# [Exercise brief]
Retype the full news article on the proposed resort near Acadia National Park's Schoodic Peninsula, word for word.

# [Extract to read]
────────────────────────────────────────

By Bina Venkataraman, Globe Correspondent

WINTER HARBOR, Maine - More than an hour's drive from the bustle of Bar Harbor and the well-trodden trails of Mount Desert Island lies a secluded part of Acadia National Park. Here, the loudest sound is the surf as it crashes against the craggy granite rocks of the Schoodic Peninsula.


To the north, a 3,200-acre expanse of private land can be seen from the panoramic overlook at Schoodic Head. Blanketed in jack pines and spruce, it is the center of an escalating conflict between real estate developers and the national park.

A group of about 20 investors wants to build an "eco-resort" with two hotels, an 18-hole golf course, and up to 1,000 homes on this 4-mile-long parcel, hugged by two harbors and wedged between the north woods and the Maine coast.

"There is no other piece of land like this, at least not in Maine," said Michael Saxl, a lawyer representing the investors. He noted that their tentative plan, made public in May, incorporates many "green" features, including four environmental education centers, a wildlife corridor that will remain undeveloped, a native tree nursery, and homes that run on solar power and other clean energy in order to have the "lightest footprint possible."

But park officials and conservation groups believe the project would be destructive. They say it would break up wildlife habitat and taint the isolated beauty of the peninsula's parkland, diminishing the wilderness experience for day hikers at Schoodic Head.

────────────────────────────────────────

# [Data excerpt]

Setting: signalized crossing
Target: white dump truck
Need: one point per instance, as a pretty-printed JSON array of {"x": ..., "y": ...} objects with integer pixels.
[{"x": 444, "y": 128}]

────────────────────────────────────────

# [Finished exercise]
By Bina Venkataraman, Globe Correspondent

WINTER HARBOR, Maine - More than an hour's drive from the bustle of Bar Harbor and the well-trodden trails of Mount Desert Island lies a secluded part of Acadia National Park. Here, the loudest sound is the surf as it crashes against the craggy granite rocks of the Schoodic Peninsula.


To the north, a 3,200-acre expanse of private land can be seen from the panoramic overlook at Schoodic Head. Blanketed in jack pines and spruce, it is the center of an escalating conflict between real estate developers and the national park.

A group of about 20 investors wants to build an "eco-resort" with two hotels, an 18-hole golf course, and up to 1,000 homes on this 4-mile-long parcel, hugged by two harbors and wedged between the north woods and the Maine coast.

"There is no other piece of land like this, at least not in Maine," said Michael Saxl, a lawyer representing the investors. He noted that their tentative plan, made public in May, incorporates many "green" features, including four environmental education centers, a wildlife corridor that will remain undeveloped, a native tree nursery, and homes that run on solar power and other clean energy in order to have the "lightest footprint possible."

But park officials and conservation groups believe the project would be destructive. They say it would break up wildlife habitat and taint the isolated beauty of the peninsula's parkland, diminishing the wilderness experience for day hikers at Schoodic Head.